[start]

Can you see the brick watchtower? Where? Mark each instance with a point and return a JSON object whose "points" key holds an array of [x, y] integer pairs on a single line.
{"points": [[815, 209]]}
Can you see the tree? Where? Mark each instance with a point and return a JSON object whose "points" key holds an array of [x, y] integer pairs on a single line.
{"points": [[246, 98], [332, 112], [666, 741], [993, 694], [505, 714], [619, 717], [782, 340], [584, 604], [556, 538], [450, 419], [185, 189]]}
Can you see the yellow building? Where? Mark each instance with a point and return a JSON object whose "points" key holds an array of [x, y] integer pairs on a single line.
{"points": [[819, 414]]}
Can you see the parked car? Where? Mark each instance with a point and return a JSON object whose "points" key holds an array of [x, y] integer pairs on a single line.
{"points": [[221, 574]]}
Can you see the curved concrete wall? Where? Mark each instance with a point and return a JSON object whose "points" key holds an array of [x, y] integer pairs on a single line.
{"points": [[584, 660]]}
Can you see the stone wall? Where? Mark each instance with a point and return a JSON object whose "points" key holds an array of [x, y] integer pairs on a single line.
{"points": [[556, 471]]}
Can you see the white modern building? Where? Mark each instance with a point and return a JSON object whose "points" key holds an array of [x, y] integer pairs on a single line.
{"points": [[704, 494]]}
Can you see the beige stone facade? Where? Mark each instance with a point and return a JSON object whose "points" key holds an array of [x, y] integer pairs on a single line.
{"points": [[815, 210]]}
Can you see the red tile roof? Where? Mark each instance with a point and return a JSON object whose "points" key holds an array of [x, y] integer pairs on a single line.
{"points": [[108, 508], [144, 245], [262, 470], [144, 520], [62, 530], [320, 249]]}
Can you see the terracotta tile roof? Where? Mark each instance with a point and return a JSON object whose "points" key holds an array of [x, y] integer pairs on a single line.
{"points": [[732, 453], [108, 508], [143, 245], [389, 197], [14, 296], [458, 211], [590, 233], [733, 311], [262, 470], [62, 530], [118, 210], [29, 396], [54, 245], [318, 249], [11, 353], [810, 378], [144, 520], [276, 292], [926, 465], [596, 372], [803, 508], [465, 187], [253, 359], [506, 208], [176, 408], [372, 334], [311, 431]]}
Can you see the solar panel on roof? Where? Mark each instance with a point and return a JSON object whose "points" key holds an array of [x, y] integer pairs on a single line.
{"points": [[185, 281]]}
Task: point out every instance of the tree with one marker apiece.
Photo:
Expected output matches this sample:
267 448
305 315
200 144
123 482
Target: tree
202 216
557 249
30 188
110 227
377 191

[end]

What this task involves> Reproduce every line of the material above, unchanged and in the same order.

Answer to this task>
Can you see the brick watchtower? Where? Mark each instance with a point and return a JSON object whose "points" key holds an array of [x, y] integer pairs on a single line.
{"points": [[815, 209]]}
Can you see the tree? Where? Mark each instance with a point and return a JSON object whose "points" key holds an array of [x, y] integer pairs on a single line.
{"points": [[246, 98], [332, 112], [666, 741], [993, 694], [505, 714], [619, 717], [782, 340], [584, 604], [556, 538], [450, 419], [185, 189]]}
Can you see the yellow building? Where? Mark each instance with a point and return a JSON object whose "points" key holds an array of [x, y] integer pairs on a single line.
{"points": [[819, 414]]}
Can you see the parked car? Where? Mark each instance with a point and return a JSON object whose "points" key holds an array of [x, y] integer pairs on a single line.
{"points": [[221, 574]]}
Can you see the curved concrete wall? Where? Mark each instance with a point and return a JSON object whose "points" key holds an array of [x, y] integer pairs on a single line.
{"points": [[584, 660]]}
Can you see the stone wall? Where? Mark each instance with a point and return a JSON object whose "points" key holds an array of [x, y] integer pairs on a single line.
{"points": [[556, 471]]}
Can you see the white modern building? Where? Mark each instance with a point and return a JSON object whose "points" key holds an array of [x, y] integer pairs on a single line.
{"points": [[704, 494]]}
Can you see the beige stone facade? Where? Mark each instance with a point and return a JSON object whose "points" key holds an array of [x, y] integer pairs on a single line.
{"points": [[815, 210]]}
Can you see the red tile roof? Where? Mark each instance with a point and return a JSON object whose "points" key holds an array of [x, y] integer pairs on a single line.
{"points": [[108, 508], [144, 245], [262, 470], [144, 520], [62, 530], [320, 249]]}
Can you see the terracotta tile roof? Where? Mark each instance with a point and return a JSON object whose "points" key holds an array of [x, y] integer pairs on a single line.
{"points": [[732, 453], [108, 508], [143, 245], [389, 197], [14, 296], [458, 211], [590, 233], [733, 311], [262, 470], [62, 530], [118, 210], [29, 396], [54, 245], [318, 249], [11, 353], [810, 378], [144, 520], [276, 292], [926, 465], [596, 372], [803, 508], [465, 187], [253, 359], [506, 208], [176, 408], [372, 334], [311, 431]]}
Can you see the solar panel on roof? Where? Mark each instance with a point and return a JSON object whose "points" key holds an array of [x, y] integer pairs on a single line.
{"points": [[185, 281]]}
Task: point out every instance of the tree with one marker apiece.
Photo:
Expected output matches this sample:
267 448
305 315
200 144
123 482
Target: tree
202 216
557 249
30 188
110 227
377 191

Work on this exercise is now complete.